-- What you need to do --
Reproduce all of the following data verbatim, line by line, from beginning to end.

>> start Supplied entries

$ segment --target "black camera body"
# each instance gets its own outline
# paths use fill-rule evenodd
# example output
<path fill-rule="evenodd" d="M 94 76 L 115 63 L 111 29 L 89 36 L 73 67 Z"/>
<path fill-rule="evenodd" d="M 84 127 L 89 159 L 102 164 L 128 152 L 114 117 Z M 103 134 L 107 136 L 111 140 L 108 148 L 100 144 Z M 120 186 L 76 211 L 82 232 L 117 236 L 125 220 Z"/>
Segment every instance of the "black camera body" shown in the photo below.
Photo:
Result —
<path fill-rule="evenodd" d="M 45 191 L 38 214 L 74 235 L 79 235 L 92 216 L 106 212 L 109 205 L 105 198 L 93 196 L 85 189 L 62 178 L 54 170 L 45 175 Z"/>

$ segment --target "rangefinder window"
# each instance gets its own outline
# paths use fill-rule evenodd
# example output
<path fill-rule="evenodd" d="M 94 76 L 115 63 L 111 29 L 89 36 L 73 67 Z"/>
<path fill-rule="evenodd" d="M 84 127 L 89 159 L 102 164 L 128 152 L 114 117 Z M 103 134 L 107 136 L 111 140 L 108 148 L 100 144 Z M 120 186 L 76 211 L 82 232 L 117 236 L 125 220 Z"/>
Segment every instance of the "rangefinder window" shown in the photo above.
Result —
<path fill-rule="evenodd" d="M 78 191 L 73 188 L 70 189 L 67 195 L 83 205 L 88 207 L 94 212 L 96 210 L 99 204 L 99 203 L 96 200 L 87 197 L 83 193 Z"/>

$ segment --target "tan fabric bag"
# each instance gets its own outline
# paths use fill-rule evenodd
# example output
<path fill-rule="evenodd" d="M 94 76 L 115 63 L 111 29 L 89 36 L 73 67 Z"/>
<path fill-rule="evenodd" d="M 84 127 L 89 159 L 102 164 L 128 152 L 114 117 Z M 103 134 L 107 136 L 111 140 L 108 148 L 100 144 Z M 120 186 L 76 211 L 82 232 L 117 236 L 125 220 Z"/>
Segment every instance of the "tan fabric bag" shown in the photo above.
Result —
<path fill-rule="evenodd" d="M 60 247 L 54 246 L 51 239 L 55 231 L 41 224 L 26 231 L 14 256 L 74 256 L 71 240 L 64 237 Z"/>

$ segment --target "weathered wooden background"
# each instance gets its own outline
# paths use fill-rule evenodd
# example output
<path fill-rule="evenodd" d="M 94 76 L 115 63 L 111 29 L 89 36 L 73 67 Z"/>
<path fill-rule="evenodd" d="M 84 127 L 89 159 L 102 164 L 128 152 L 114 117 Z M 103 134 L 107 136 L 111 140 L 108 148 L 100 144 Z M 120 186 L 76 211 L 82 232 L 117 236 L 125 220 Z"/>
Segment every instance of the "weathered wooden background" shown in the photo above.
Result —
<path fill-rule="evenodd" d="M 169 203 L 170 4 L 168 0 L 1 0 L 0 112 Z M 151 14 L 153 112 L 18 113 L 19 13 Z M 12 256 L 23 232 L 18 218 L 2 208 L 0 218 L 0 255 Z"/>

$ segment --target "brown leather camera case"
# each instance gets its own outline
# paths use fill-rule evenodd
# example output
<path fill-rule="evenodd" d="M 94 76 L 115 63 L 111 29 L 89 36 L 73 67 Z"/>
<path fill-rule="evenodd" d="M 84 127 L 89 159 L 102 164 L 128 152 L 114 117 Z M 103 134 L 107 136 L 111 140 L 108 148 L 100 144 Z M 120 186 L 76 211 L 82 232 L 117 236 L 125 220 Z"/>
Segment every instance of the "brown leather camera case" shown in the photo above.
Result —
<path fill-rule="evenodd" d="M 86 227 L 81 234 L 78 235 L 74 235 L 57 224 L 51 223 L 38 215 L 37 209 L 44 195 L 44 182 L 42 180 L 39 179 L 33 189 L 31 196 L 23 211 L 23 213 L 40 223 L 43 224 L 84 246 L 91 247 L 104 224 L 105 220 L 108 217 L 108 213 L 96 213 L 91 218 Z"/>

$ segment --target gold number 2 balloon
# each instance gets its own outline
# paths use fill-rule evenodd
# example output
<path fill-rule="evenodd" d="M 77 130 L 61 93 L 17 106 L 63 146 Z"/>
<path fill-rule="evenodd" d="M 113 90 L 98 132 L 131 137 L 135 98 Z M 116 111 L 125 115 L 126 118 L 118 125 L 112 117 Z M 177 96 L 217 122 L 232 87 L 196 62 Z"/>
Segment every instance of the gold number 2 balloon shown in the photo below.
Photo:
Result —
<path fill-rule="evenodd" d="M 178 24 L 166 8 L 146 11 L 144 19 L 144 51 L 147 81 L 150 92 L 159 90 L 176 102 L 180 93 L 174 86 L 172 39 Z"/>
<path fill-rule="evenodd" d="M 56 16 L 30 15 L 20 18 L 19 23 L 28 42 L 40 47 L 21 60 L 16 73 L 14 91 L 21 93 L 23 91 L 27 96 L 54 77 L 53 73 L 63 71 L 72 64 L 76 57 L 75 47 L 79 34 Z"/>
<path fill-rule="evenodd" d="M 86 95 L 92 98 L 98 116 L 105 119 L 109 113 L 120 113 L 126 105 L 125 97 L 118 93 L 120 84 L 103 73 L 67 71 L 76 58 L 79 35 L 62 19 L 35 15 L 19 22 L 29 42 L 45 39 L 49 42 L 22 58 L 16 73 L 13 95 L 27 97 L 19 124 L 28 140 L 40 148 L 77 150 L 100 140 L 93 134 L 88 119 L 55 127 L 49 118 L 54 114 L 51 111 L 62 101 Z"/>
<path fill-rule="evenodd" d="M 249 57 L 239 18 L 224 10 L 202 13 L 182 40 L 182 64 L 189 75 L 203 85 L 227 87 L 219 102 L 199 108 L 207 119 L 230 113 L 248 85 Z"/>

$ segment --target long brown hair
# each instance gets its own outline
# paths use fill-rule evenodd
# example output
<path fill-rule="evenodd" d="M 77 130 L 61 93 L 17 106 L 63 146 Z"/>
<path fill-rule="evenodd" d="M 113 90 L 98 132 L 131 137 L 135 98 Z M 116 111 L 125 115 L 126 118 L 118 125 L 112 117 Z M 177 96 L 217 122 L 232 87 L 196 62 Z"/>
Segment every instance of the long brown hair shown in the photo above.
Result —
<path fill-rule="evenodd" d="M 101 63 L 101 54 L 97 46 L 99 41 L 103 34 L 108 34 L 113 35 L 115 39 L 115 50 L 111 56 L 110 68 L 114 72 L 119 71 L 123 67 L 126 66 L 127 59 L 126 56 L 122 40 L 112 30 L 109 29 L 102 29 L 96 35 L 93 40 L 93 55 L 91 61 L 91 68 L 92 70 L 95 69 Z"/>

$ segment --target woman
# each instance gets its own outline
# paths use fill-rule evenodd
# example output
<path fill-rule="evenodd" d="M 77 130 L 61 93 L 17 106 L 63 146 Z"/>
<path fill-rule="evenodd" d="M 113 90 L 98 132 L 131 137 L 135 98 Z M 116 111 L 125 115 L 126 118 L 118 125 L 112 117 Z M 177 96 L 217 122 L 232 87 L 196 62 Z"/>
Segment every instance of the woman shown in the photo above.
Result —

>> end Supplied entries

-- Finished task --
$ segment --target "black camera body"
# each instance gets its own outline
# paths use fill-rule evenodd
# example output
<path fill-rule="evenodd" d="M 94 76 L 115 63 L 111 29 L 89 36 L 73 67 Z"/>
<path fill-rule="evenodd" d="M 84 127 L 89 159 L 102 164 L 128 152 L 114 117 Z M 103 134 L 107 136 L 111 140 L 108 148 L 100 144 Z M 120 186 L 76 211 L 82 232 L 117 236 L 125 220 Z"/>
Segment every instance of the "black camera body" shown in the photo below.
Photo:
Result —
<path fill-rule="evenodd" d="M 45 191 L 38 214 L 74 235 L 79 235 L 92 216 L 106 212 L 109 205 L 105 198 L 93 196 L 85 189 L 62 178 L 54 170 L 45 175 Z"/>

$ segment --target "rangefinder window"
# each instance gets its own outline
# paths use fill-rule evenodd
# example output
<path fill-rule="evenodd" d="M 94 76 L 115 63 L 111 29 L 89 36 L 73 67 Z"/>
<path fill-rule="evenodd" d="M 84 127 L 89 159 L 102 164 L 128 152 L 114 117 Z M 103 134 L 107 136 L 111 140 L 108 148 L 100 144 Z M 120 186 L 76 211 L 82 232 L 117 236 L 125 220 Z"/>
Segment every instance of the "rangefinder window" shown in the photo above.
Result —
<path fill-rule="evenodd" d="M 78 191 L 73 188 L 70 189 L 67 195 L 83 205 L 88 207 L 94 212 L 96 210 L 99 204 L 99 203 L 96 200 L 87 197 L 83 193 Z"/>

$ segment --target "tan fabric bag"
# each instance gets its own outline
# paths use fill-rule evenodd
# example output
<path fill-rule="evenodd" d="M 94 76 L 115 63 L 111 29 L 89 36 L 73 67 Z"/>
<path fill-rule="evenodd" d="M 84 127 L 89 159 L 102 164 L 128 152 L 114 117 Z M 103 134 L 107 136 L 111 140 L 108 148 L 100 144 Z M 120 186 L 76 211 L 82 232 L 117 236 L 125 220 Z"/>
Segment every instance of the "tan fabric bag" shown in the photo above.
Result —
<path fill-rule="evenodd" d="M 60 247 L 54 246 L 51 239 L 55 231 L 41 224 L 26 231 L 14 256 L 74 256 L 71 240 L 64 237 Z"/>

$ segment --target "weathered wooden background"
# each instance gets its own outline
# paths use fill-rule evenodd
# example output
<path fill-rule="evenodd" d="M 94 76 L 115 63 L 111 29 L 89 36 L 73 67 Z"/>
<path fill-rule="evenodd" d="M 84 127 L 89 159 L 102 164 L 128 152 L 114 117 Z M 103 134 L 107 136 L 111 140 L 108 148 L 100 144 Z M 120 186 L 76 211 L 82 232 L 117 236 L 125 220 Z"/>
Segment every instance of the "weathered wooden background" shown in the photo above.
Result —
<path fill-rule="evenodd" d="M 169 203 L 170 4 L 168 0 L 1 0 L 0 112 Z M 151 14 L 153 112 L 18 113 L 19 13 Z M 12 256 L 23 232 L 18 218 L 2 208 L 0 218 L 0 255 Z"/>

$ segment --target "brown leather camera case"
# each instance gets its own outline
# paths use fill-rule evenodd
# example output
<path fill-rule="evenodd" d="M 94 76 L 115 63 L 111 29 L 89 36 L 73 67 Z"/>
<path fill-rule="evenodd" d="M 84 127 L 89 159 L 102 164 L 128 152 L 114 117 Z M 103 134 L 107 136 L 111 140 L 108 148 L 100 144 Z M 120 186 L 76 211 L 82 232 L 117 236 L 125 220 Z"/>
Segment every instance of the "brown leather camera case" shown in the photo above.
Result —
<path fill-rule="evenodd" d="M 86 227 L 81 234 L 78 235 L 74 235 L 57 224 L 51 223 L 38 215 L 37 209 L 44 195 L 44 182 L 42 180 L 39 179 L 33 189 L 31 196 L 23 211 L 23 213 L 40 223 L 43 224 L 84 246 L 91 247 L 104 224 L 105 220 L 108 217 L 108 213 L 96 213 L 91 218 Z"/>

$ segment --target gold number 2 balloon
# each instance gets its own outline
# paths use fill-rule evenodd
# example output
<path fill-rule="evenodd" d="M 77 130 L 61 93 L 17 106 L 63 146 Z"/>
<path fill-rule="evenodd" d="M 113 90 L 98 132 L 131 137 L 135 98 Z M 116 111 L 125 115 L 126 118 L 118 125 L 112 117 Z M 177 96 L 217 122 L 232 87 L 196 62 Z"/>
Segment every instance of the gold number 2 balloon shown in the photo below.
Photo:
Result —
<path fill-rule="evenodd" d="M 178 24 L 166 8 L 146 11 L 144 19 L 144 51 L 147 81 L 150 92 L 159 90 L 176 102 L 180 93 L 174 86 L 172 39 Z"/>
<path fill-rule="evenodd" d="M 56 16 L 30 15 L 20 18 L 19 23 L 28 42 L 40 47 L 21 60 L 16 73 L 14 91 L 21 93 L 23 91 L 27 96 L 54 77 L 53 73 L 63 71 L 72 64 L 76 57 L 75 47 L 79 34 Z"/>
<path fill-rule="evenodd" d="M 86 95 L 92 98 L 98 116 L 105 119 L 109 113 L 120 113 L 126 105 L 125 97 L 118 93 L 120 84 L 103 73 L 67 71 L 76 58 L 79 35 L 62 19 L 35 15 L 19 22 L 29 42 L 45 39 L 49 42 L 22 58 L 16 73 L 13 95 L 27 97 L 19 124 L 28 140 L 40 148 L 77 150 L 100 140 L 93 134 L 88 119 L 55 127 L 49 118 L 54 114 L 51 111 L 62 101 Z"/>
<path fill-rule="evenodd" d="M 249 57 L 239 18 L 224 10 L 202 13 L 182 40 L 182 64 L 189 75 L 203 85 L 227 87 L 219 102 L 199 108 L 207 119 L 230 113 L 248 85 Z"/>

$ segment --target long brown hair
# each instance gets its own outline
# paths use fill-rule evenodd
# example output
<path fill-rule="evenodd" d="M 77 130 L 61 93 L 17 106 L 63 146 Z"/>
<path fill-rule="evenodd" d="M 113 90 L 98 132 L 131 137 L 135 98 Z M 116 111 L 125 115 L 126 118 L 118 125 L 112 117 Z M 177 96 L 217 122 L 232 87 L 196 62 Z"/>
Segment every instance of the long brown hair shown in the photo above.
Result —
<path fill-rule="evenodd" d="M 101 63 L 101 54 L 97 46 L 99 41 L 103 34 L 108 34 L 113 35 L 115 39 L 115 50 L 111 56 L 110 68 L 114 72 L 119 71 L 123 67 L 126 66 L 127 59 L 126 56 L 122 40 L 112 30 L 109 29 L 102 29 L 96 35 L 93 40 L 93 55 L 91 61 L 91 68 L 92 70 L 95 69 Z"/>

$ segment --target woman
# each instance gets its own outline
# paths use fill-rule evenodd
# example output
<path fill-rule="evenodd" d="M 77 130 L 61 93 L 17 106 L 63 146 Z"/>
<path fill-rule="evenodd" d="M 113 90 L 98 132 L 131 137 L 135 98 Z M 116 111 L 125 115 L 126 118 L 118 125 L 112 117 Z M 177 96 L 217 122 L 232 87 L 196 62 Z"/>
Segment every instance of the woman shown in the photo above.
Result —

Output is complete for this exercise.